Copy every line of the records below, keeping each character unchanged.
-=-=-
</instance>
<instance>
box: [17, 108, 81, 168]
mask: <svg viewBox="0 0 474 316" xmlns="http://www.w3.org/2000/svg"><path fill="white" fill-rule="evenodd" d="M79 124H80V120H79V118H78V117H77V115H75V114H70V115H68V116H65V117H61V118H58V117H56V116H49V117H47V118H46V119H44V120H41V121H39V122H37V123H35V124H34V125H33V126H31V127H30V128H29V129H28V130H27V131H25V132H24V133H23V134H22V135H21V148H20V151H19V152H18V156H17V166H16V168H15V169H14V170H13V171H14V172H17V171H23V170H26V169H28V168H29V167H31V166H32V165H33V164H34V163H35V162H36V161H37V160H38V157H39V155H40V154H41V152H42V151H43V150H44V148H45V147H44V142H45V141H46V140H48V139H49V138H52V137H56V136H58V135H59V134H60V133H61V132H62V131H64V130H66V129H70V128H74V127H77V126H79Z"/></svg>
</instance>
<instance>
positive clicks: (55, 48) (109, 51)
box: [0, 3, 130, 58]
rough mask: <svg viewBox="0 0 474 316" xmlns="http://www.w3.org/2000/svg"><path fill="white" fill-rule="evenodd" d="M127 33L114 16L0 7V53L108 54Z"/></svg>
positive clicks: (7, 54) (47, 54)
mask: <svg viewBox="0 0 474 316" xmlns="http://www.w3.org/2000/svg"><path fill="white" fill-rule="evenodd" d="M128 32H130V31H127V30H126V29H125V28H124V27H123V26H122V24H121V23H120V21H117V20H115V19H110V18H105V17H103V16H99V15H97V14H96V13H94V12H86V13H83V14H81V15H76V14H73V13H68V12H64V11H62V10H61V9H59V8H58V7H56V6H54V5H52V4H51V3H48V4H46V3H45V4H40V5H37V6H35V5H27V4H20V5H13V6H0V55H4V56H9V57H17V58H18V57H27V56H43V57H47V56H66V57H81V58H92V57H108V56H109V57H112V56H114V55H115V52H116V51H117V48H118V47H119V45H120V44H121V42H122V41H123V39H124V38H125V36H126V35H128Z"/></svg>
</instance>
-=-=-
ANSWER TO THIS TASK
</instance>
<instance>
box: [17, 108, 81, 168]
mask: <svg viewBox="0 0 474 316" xmlns="http://www.w3.org/2000/svg"><path fill="white" fill-rule="evenodd" d="M79 124H80V120H79V118H78V117H77V115H75V114H70V115H68V116H65V117H61V118H58V117H56V116H49V117H47V118H46V119H44V120H41V121H39V122H37V123H35V124H34V125H33V126H31V127H30V128H29V129H28V130H27V131H25V132H24V133H23V134H22V135H21V148H20V151H19V152H18V156H17V166H16V168H15V169H14V170H13V171H14V172H17V171H23V170H26V169H28V168H29V167H31V166H32V165H33V164H34V163H35V162H36V161H37V160H38V157H39V155H40V154H41V152H42V151H43V150H44V148H45V147H44V142H45V141H46V140H48V139H49V138H52V137H56V136H58V135H59V134H60V133H61V132H62V131H64V130H66V129H70V128H74V127H77V126H79Z"/></svg>
</instance>
<instance>
positive clicks: (55, 48) (109, 51)
box: [0, 3, 130, 58]
rough mask: <svg viewBox="0 0 474 316" xmlns="http://www.w3.org/2000/svg"><path fill="white" fill-rule="evenodd" d="M127 33L114 16L0 7V53L108 54Z"/></svg>
positive clicks: (7, 54) (47, 54)
mask: <svg viewBox="0 0 474 316" xmlns="http://www.w3.org/2000/svg"><path fill="white" fill-rule="evenodd" d="M128 32H130V31H127V30H126V29H125V28H124V27H123V26H122V24H121V23H120V21H117V20H115V19H110V18H105V17H103V16H99V15H97V14H96V13H94V12H86V13H83V14H81V15H76V14H73V13H68V12H64V11H62V10H61V9H59V8H58V7H56V6H54V5H52V4H51V3H48V4H46V3H45V4H40V5H37V6H35V5H27V4H20V5H13V6H0V55H4V56H9V57H17V58H18V57H27V56H43V57H47V56H66V57H81V58H92V57H108V56H109V57H112V56H114V55H115V52H116V51H117V48H118V47H119V45H120V44H121V42H122V41H123V39H124V38H125V36H126V35H128Z"/></svg>
</instance>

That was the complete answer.